* **RECORD EXTRACTS**
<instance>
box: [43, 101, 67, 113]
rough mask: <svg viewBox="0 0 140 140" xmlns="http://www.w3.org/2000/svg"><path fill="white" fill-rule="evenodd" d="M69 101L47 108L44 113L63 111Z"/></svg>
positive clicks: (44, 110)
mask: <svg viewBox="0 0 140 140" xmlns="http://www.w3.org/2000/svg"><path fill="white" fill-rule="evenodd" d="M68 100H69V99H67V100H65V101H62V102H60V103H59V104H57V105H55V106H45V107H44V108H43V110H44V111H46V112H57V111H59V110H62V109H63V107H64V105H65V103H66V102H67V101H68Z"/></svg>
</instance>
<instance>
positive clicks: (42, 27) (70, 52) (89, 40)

* **THE PROBLEM**
Each record, exactly as written, is to be printed again.

* **SOLUTION FOR THIS PROBLEM**
<instance>
box: [43, 101, 67, 113]
rough mask: <svg viewBox="0 0 140 140" xmlns="http://www.w3.org/2000/svg"><path fill="white" fill-rule="evenodd" d="M69 101L47 108L44 113L63 111Z"/></svg>
positive clicks: (44, 110)
mask: <svg viewBox="0 0 140 140" xmlns="http://www.w3.org/2000/svg"><path fill="white" fill-rule="evenodd" d="M68 100H69V99H67V100H65V101H62V102H60V103H59V104H57V105H55V106H45V107H44V108H43V110H44V111H46V112H57V111H59V110H62V109H63V107H64V105H65V103H66V102H67V101H68Z"/></svg>
</instance>
<instance>
positive clicks: (42, 27) (70, 52) (89, 40)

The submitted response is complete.